---------- Material ----------

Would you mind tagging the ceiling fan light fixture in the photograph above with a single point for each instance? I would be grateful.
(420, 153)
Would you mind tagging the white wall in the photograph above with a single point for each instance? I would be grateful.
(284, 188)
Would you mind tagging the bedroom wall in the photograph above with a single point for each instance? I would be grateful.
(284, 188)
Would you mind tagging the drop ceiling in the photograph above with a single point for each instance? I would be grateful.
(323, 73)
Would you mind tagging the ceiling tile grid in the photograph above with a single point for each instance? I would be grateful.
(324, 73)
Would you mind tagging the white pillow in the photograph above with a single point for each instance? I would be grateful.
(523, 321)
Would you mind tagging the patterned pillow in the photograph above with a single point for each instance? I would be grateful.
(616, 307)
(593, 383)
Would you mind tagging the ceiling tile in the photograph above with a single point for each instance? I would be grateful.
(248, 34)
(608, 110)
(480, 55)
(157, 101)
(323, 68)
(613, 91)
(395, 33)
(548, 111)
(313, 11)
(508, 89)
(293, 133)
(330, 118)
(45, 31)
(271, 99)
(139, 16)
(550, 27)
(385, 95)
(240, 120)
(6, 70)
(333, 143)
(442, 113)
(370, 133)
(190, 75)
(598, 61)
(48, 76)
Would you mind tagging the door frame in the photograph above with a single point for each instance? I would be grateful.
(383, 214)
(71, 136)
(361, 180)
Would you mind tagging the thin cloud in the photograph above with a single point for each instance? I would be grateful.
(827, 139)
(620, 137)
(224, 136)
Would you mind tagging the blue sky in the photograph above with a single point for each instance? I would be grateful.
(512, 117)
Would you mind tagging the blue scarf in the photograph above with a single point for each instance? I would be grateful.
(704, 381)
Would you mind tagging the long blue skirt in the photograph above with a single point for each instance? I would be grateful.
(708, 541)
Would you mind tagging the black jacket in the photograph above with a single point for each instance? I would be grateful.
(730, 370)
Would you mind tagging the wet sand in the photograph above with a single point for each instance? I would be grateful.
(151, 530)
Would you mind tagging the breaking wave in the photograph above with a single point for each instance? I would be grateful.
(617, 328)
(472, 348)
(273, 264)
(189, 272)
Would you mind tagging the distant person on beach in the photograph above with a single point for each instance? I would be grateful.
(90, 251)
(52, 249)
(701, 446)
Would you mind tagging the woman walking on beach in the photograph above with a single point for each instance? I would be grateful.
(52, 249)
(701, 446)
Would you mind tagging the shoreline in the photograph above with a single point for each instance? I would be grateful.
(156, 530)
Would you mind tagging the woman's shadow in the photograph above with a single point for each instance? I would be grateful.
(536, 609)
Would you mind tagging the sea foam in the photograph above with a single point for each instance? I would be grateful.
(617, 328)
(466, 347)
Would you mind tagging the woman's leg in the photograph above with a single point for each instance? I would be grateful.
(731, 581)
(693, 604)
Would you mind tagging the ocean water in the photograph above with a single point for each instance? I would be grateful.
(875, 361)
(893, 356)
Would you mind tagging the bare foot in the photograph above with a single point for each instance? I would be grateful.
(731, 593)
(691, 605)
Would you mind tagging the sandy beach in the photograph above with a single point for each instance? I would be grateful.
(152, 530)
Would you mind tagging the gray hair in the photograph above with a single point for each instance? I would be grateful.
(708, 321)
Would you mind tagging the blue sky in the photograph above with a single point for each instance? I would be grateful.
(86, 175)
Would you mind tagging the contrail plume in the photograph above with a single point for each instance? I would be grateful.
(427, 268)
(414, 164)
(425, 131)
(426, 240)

----------

Transcribe every record above exactly as it appears.

Would you mind tagging the ceiling fan light fixture in the photograph above with a single point for each instance? I would be grateful.
(420, 153)
Would you mind tagging the white wall in the photograph above with a single point for each instance? I would be grateful.
(284, 188)
Would you mind tagging the bedroom wall in the photograph above with a single point for each instance? I would be grateful.
(284, 188)
Would you mind tagging the drop ceiling in the photograph above with a single point for each instance? I would be grateful.
(323, 73)
Would you mind tagging the ceiling tile grid in the photograph above with a single point for each instance? I would be grateful.
(324, 73)
Would you mind tagging the white pillow in the photograph above with a single point for each instance? I would be grateful.
(523, 321)
Would you mind tagging the patterned pillow in the photograph above with a single point for each instance? I would be grateful.
(616, 307)
(593, 383)
Would you mind tagging the ceiling tile in the photograph above with a single point for each instance? I would be grateful.
(248, 34)
(608, 110)
(480, 55)
(157, 101)
(323, 68)
(613, 91)
(395, 33)
(548, 111)
(313, 11)
(508, 89)
(293, 133)
(330, 118)
(45, 31)
(271, 99)
(139, 16)
(550, 27)
(385, 95)
(240, 120)
(6, 70)
(333, 143)
(442, 113)
(370, 133)
(190, 75)
(598, 61)
(48, 76)
Would you mind tagging the door frame in the photograph above with a single point for each instance? I would be grateful.
(383, 214)
(71, 136)
(361, 180)
Would you mind tagging the thin cloud in the photograph above with a single point for each instance? I would be grateful.
(827, 139)
(620, 137)
(224, 136)
Would you mind tagging the blue sky in the photograph above with a single point for each instance? I would be grateful.
(512, 117)
Would you mind tagging the blue scarf in the photograph above with a single point for each instance? I would be grateful.
(704, 381)
Would you mind tagging the long blue skirt in the photograph above with a single point for each instance? I would be grateful.
(708, 541)
Would you mind tagging the black jacket in the photograph above with a single point for each instance? I would be grateful.
(730, 370)
Would you mind tagging the wet sand in the photograph above with a single point for each instance? I would be grateful.
(151, 530)
Would you mind tagging the breaking wave in the photograph above with a single point for each instance? I would be grateful.
(617, 328)
(472, 348)
(273, 264)
(189, 272)
Would you mind tagging the distant person on beach in the photograph above with a single point for each instance? I would be grateful.
(90, 251)
(52, 249)
(701, 446)
Would you mind tagging the woman walking on beach in the photograph above with a single point for each instance? I would be grateful.
(52, 249)
(701, 446)
Would you mind tagging the shoreline in the photograph above with a single point for each instance? I would be grateful.
(156, 530)
Would you mind tagging the woman's shadow in the photograph above with a single point for each instance? I would be grateful.
(536, 609)
Would you mind tagging the sea foam in the photograph above with a single point for each instance? I would be grateful.
(617, 328)
(466, 347)
Would you mind tagging the woman's leg in the photograph above with a single point for each instance? I would be grateful.
(731, 581)
(693, 604)
Would you mind tagging the ocean water in the photograph above with a single point for each instance? I would be grateful.
(875, 361)
(893, 356)
Would you mind tagging the bare foot in the photograph above with a single point for each instance? I would be grateful.
(731, 593)
(691, 605)
Would you mind tagging the sandy beach in the photograph above with a single point for each instance? I would be grateful.
(152, 530)
Would you mind tagging the gray hair in the photograph above with a single point for each instance? I would be grateful.
(708, 321)
Would you mind tagging the blue sky in the photograph above with a single point for each instance? I would be grateful.
(86, 175)
Would you mind tagging the contrail plume in the photograph above with a single point for each instance? I would be grateful.
(427, 268)
(414, 164)
(425, 131)
(426, 240)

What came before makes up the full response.